Exercise input
□ □ □
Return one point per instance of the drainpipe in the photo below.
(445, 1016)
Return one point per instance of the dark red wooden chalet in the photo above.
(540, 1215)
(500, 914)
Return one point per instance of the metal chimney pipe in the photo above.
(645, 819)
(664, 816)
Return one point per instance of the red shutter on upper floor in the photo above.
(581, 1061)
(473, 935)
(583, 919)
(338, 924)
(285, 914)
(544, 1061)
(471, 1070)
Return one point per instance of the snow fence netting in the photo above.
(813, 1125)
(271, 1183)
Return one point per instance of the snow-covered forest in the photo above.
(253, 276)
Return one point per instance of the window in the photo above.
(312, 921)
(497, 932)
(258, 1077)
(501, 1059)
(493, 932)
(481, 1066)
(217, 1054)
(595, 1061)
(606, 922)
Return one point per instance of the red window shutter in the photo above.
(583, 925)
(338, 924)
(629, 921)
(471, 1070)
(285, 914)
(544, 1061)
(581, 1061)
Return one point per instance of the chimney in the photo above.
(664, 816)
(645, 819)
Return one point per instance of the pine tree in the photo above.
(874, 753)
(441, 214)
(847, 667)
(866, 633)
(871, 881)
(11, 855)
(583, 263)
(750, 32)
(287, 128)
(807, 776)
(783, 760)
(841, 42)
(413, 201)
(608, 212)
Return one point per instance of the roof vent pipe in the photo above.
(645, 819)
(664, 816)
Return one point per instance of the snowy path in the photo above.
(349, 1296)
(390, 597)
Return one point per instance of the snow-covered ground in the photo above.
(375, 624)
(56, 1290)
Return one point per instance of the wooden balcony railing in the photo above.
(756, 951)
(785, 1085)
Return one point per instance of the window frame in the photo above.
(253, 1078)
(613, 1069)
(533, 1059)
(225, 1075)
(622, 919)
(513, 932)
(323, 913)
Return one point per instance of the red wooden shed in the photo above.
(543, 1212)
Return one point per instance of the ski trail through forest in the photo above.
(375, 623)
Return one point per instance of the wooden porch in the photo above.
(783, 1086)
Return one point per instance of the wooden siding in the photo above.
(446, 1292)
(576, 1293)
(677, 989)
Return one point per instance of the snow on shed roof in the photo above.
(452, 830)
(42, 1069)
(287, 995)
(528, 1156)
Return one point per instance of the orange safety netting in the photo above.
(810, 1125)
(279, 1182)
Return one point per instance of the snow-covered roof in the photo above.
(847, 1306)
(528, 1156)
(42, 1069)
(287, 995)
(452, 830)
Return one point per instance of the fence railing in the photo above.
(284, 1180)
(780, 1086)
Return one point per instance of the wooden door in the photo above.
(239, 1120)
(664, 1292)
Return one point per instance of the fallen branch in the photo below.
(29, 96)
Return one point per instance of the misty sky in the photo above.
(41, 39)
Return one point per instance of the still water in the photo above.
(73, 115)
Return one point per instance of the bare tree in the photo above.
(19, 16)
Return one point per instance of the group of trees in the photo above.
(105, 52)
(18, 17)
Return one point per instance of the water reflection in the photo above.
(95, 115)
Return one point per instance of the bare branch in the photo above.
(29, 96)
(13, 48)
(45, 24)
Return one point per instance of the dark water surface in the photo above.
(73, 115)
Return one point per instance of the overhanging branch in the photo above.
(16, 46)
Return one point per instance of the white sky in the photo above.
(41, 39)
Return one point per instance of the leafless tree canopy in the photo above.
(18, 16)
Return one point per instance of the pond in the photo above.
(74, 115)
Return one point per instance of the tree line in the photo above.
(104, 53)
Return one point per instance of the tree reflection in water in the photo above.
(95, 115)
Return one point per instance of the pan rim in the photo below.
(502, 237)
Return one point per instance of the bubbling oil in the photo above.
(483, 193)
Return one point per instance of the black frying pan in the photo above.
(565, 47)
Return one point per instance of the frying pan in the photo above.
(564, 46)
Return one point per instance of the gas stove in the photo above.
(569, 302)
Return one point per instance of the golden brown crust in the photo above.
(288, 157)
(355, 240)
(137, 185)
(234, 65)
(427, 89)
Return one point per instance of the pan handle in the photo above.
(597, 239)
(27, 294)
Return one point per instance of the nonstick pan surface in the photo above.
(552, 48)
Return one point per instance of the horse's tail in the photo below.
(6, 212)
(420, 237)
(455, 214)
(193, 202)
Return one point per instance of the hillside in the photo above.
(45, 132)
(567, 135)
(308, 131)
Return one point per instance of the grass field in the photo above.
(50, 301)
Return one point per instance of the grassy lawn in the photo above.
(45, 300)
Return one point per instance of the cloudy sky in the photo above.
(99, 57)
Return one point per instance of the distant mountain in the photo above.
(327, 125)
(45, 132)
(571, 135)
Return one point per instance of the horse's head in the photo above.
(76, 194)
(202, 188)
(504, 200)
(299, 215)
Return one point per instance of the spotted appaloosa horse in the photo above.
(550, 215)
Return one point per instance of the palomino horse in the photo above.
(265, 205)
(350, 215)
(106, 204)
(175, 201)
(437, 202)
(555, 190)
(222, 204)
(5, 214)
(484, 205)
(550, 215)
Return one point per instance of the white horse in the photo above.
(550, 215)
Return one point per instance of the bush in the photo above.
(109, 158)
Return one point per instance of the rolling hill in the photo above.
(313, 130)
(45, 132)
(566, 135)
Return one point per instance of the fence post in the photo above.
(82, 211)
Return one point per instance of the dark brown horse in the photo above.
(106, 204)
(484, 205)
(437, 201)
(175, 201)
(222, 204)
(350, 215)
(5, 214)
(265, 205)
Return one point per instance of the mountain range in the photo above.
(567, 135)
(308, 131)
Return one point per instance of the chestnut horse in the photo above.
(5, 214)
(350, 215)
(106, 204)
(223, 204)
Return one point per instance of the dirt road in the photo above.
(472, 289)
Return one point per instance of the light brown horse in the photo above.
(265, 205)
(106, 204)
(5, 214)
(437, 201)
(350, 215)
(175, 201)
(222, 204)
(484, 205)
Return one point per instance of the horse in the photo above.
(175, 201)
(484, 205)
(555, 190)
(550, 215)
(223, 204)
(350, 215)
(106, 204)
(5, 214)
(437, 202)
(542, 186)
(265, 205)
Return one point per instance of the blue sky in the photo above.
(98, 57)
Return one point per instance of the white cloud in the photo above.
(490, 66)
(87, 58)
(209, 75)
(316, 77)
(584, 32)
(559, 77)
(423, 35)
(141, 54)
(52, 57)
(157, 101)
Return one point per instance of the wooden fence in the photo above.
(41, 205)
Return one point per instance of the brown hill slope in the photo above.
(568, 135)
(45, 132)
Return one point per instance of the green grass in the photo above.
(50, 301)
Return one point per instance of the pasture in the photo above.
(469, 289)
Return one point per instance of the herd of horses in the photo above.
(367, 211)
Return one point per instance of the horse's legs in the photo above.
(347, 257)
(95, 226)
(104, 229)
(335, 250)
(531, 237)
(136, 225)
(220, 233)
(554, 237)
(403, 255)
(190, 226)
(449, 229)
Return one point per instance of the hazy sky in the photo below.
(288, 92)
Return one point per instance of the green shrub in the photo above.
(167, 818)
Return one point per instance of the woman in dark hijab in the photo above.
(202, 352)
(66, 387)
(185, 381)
□ □ □
Your objective
Please reproduce all the entries above, substituting "image" for every "photo" and keeping everything else the same.

Written reply
Return one point per instance of the drainpipe in the image below.
(445, 1016)
Return one point per instance of the dark red wooden chalet in the image above.
(540, 1215)
(500, 914)
Return one point per instance of the metal chimney pipe in the image above.
(645, 819)
(664, 816)
Return one point per instance of the red shutter on upper floor in the image above.
(581, 1061)
(473, 935)
(583, 919)
(338, 924)
(285, 914)
(544, 1061)
(471, 1070)
Return one point per instance of the snow fence netting in the image above.
(813, 1125)
(271, 1183)
Return one point per instance of the snow-covered forest in the image above.
(253, 276)
Return one point per instance of the window in the image above.
(312, 921)
(497, 932)
(258, 1077)
(501, 1059)
(493, 932)
(481, 1066)
(217, 1054)
(595, 1061)
(606, 922)
Return one point per instance of the red window shutter in the image above.
(583, 925)
(338, 924)
(629, 921)
(471, 1070)
(285, 914)
(544, 1061)
(581, 1061)
Return one point per instance of the chimney in the image above.
(664, 816)
(645, 819)
Return one point per instance of the pine tree in the image above.
(874, 753)
(441, 214)
(847, 667)
(866, 633)
(871, 881)
(11, 855)
(583, 263)
(750, 32)
(287, 128)
(807, 776)
(783, 760)
(841, 42)
(413, 201)
(608, 212)
Return one point per instance of the roof vent pipe in the image above.
(645, 819)
(664, 816)
Return one point per instance of the snowy path in the image above.
(349, 1296)
(390, 597)
Return one point per instance of the snow-covered ground in the image above.
(375, 624)
(56, 1290)
Return one point per instance of the wooden balcony railing in the image above.
(756, 951)
(785, 1085)
Return one point per instance of the window frame in the image above.
(253, 1078)
(613, 1069)
(533, 1059)
(225, 1075)
(622, 919)
(513, 932)
(323, 913)
Return one point per instance of the red wooden shed in the image above.
(543, 1212)
Return one point per instance of the ski trail through forest in the image above.
(375, 623)
Return one point per instance of the wooden porch in the image above.
(783, 1086)
Return one point per instance of the wooden siding in the image above.
(446, 1292)
(576, 1293)
(677, 989)
Return one point per instance of the snow on shed roof in the image above.
(452, 830)
(42, 1069)
(287, 995)
(528, 1156)
Return one point per instance of the orange safety netting in the image above.
(810, 1125)
(279, 1182)
Return one point per instance of the snow-covered roof in the image above.
(847, 1306)
(528, 1156)
(42, 1069)
(287, 995)
(452, 830)
Return one point per instance of the fence railing in the image above.
(284, 1180)
(780, 1086)
Return one point per instance of the wooden door in the image above.
(239, 1120)
(664, 1292)
Return one point per instance of the fallen branch in the image below.
(29, 96)
Return one point per instance of the misty sky in the image above.
(41, 39)
Return one point per instance of the still water in the image above.
(73, 115)
Return one point per instance of the bare tree in the image above.
(19, 16)
Return one point per instance of the group of trees in the image above.
(105, 52)
(18, 17)
Return one point per instance of the water reflection in the image above.
(95, 115)
Return one point per instance of the bare branch in the image above.
(29, 96)
(13, 48)
(45, 24)
Return one point per instance of the dark water surface in the image above.
(73, 115)
Return one point per instance of the overhanging branch in the image above.
(16, 46)
Return one point per instance of the white sky in the image above.
(41, 39)
Return one point per instance of the leafless tree canopy in the image above.
(18, 16)
Return one point per instance of the pond in the image above.
(74, 115)
Return one point per instance of the tree line in the image above.
(104, 53)
Return one point per instance of the tree reflection in water in the image above.
(95, 115)
Return one point per instance of the pan rim in the image below.
(502, 237)
Return one point per instance of the bubbling oil in the image above.
(483, 193)
Return one point per instance of the black frying pan in the image above.
(565, 47)
Return one point per instance of the frying pan in the image above.
(564, 46)
Return one point per instance of the gas stove in the image above.
(569, 302)
Return one point per instance of the golden brown crust in the image above.
(288, 157)
(355, 240)
(137, 185)
(234, 65)
(427, 89)
Return one point per instance of the pan handle in the image above.
(597, 239)
(27, 294)
Return one point per instance of the nonstick pan surface in the image above.
(552, 48)
Return one point per instance of the horse's tail in the image below.
(6, 212)
(420, 237)
(455, 214)
(193, 202)
Return one point per instance of the hillside in the image above.
(45, 132)
(567, 135)
(308, 131)
Return one point per instance of the grass field in the image above.
(50, 301)
Return one point per instance of the grassy lawn in the image above.
(45, 300)
Return one point per instance of the cloudy sky in the image above.
(99, 57)
Return one point per instance of the distant mountain in the image above.
(327, 125)
(45, 132)
(571, 135)
Return one point per instance of the horse's head in the image above.
(76, 194)
(202, 188)
(504, 200)
(299, 215)
Return one point per instance of the spotted appaloosa horse in the image above.
(550, 215)
Return one point per instance of the palomino horse in the image above.
(265, 205)
(350, 215)
(106, 204)
(175, 201)
(437, 202)
(555, 190)
(222, 204)
(5, 214)
(484, 205)
(550, 215)
Return one point per instance of the white horse in the image above.
(550, 215)
Return one point per instance of the bush in the image above.
(109, 158)
Return one point per instance of the rolling hill in the image above.
(313, 130)
(45, 132)
(566, 135)
Return one point per instance of the fence post in the image above.
(82, 211)
Return one point per instance of the dark brown horse in the image above.
(106, 204)
(484, 205)
(437, 201)
(175, 201)
(222, 204)
(350, 215)
(5, 214)
(265, 205)
Return one point per instance of the mountain range in the image above.
(567, 135)
(308, 131)
Return one point per instance of the chestnut horse in the image above.
(5, 214)
(350, 215)
(106, 204)
(223, 204)
Return one point per instance of the dirt road in the image above.
(472, 289)
Return one point per instance of the light brown horse in the image above.
(265, 205)
(106, 204)
(5, 214)
(437, 201)
(350, 215)
(175, 201)
(222, 204)
(484, 205)
Return one point per instance of the horse in the image above.
(175, 201)
(484, 205)
(555, 190)
(550, 215)
(223, 204)
(350, 215)
(106, 204)
(5, 214)
(437, 202)
(542, 186)
(265, 205)
Return one point per instance of the blue sky in the image above.
(98, 57)
Return one point per instance of the white cloud in the image above.
(490, 66)
(87, 58)
(209, 75)
(316, 77)
(584, 32)
(559, 77)
(423, 35)
(141, 54)
(52, 57)
(157, 101)
Return one point per instance of the wooden fence in the image above.
(41, 205)
Return one point per instance of the brown hill slope in the image above.
(568, 135)
(45, 132)
Return one point per instance of the green grass in the image above.
(50, 301)
Return one point per instance of the pasture in the image above.
(469, 289)
Return one point per instance of the herd of horses in the image above.
(367, 211)
Return one point per instance of the horse's legs in the image above.
(347, 257)
(95, 226)
(104, 229)
(335, 250)
(531, 237)
(136, 225)
(220, 233)
(554, 237)
(403, 255)
(190, 226)
(449, 229)
Return one point per instance of the hazy sky in the image below.
(288, 92)
Return one point per instance of the green shrub in the image above.
(167, 818)
Return one point per instance of the woman in dark hijab in the image above.
(202, 352)
(66, 387)
(185, 381)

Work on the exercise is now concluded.